Objectives
**1)** Answer these questions using the article on Lebanon's "You Stink" protests.
(a) How long has Lebanon been without a President?
(b) How many times has the parliament renewed its own term?
(c) With how many members is Hezbollah fighting in Syria?
**2)** Edit a passage of the article on Lebanon's "You Stink" protests and write it out again, replacing "downtown Beirut" with "central Beirut". Begin at the words "Lebanon’s ‘You Stink’" and stop after "in Lebanon’s history.".
**3)** Continue the article on Lebanon's "You Stink" protests, starting after its last sentence.

Extracted text
#####

Lebanon’s ‘You Stink’ protests: Uprooting the political garbage
The “You Stink” campaign will likely transform into a political movement, transcending the traditional sectarian lines
The absurdity of the scene in downtown Beirut yesterday is in portraying the protests to be just about the trash collection crisis, while in reality they are about everything else that led to the largest waste mismanagement scandal in Lebanon’s history.
Thousands are protesting and vowing to “topple the regime” not just because the garbage collection has run amok, but due to Lebanon’s political stagnation crippling the country in the last four years. Beirut is constantly in a crisis-mode, and right now Lebanon has had no President for over a year, its parliament has casually renewed its own term twice, and its government of “rivals” is excelling in shortsightedness, and promoting narrow interests at the expense of the public good. The country also has over a million Syrian refugee, and Hezbollah is fighting with more than 5000 members in Syria.

#####

[Items from a dataset]
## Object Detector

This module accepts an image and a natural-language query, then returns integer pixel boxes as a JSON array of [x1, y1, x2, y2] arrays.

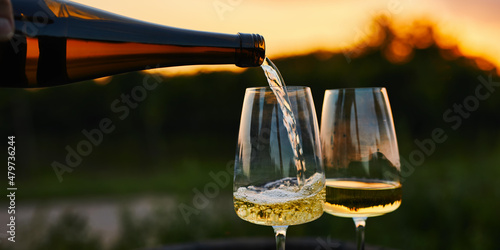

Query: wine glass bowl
[[320, 88, 402, 249], [233, 86, 325, 247]]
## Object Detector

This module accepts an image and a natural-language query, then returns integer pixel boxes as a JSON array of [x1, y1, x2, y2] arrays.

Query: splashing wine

#####

Task-by-task outputs
**1)**
(a) Over a year.
(b) Twice.
(c) More than 5000.

**2)**
Lebanon’s ‘You Stink’ protests: Uprooting the political garbage
The “You Stink” campaign will likely transform into a political movement, transcending the traditional sectarian lines
The absurdity of the scene in central Beirut yesterday is in portraying the protests to be just about the trash collection crisis, while in reality they are about everything else that led to the largest waste mismanagement scandal in Lebanon’s history.

**3)**
Conspiracy over strategy
Self-infatuation and hubris are allover Lebanese politics. Parliamentarians and policymakers are frequently busy analyzing and commenting on larger global events while turning a blind eye to the day to day problems . Everyone is a nuclear expert when it comes to the Iran deal negotiations, or a counterterrorism one if it’s the rise of ISIS or the fate of the Syrian war, while rubbish consumes the capital, and traffic chaos is allover the country. Even Donald Trump is more likely to come up in a conversation than discussing a plan or a vision to explore Lebanon’s potential gas resources, traffic congestion or tackle the question of armed militias. Hezbollah’s weaponry is now forgotten while the presence of ISIS and Nusra in border towns is being accepted as a fait accompli.
The “You Stink” campaign will likely transform into a political movement, transcending the traditional sectarian linesJoyce Karam
The political elite’s motto is every regional event revolves somehow around Lebanon, and nothing can happen in Lebanon without regional events. A perfect narrative to guarantee that nothing gets done, while propagating conspiracy theories on the U.S. starting ISIS, or how will Russian-Saudi talks help the army.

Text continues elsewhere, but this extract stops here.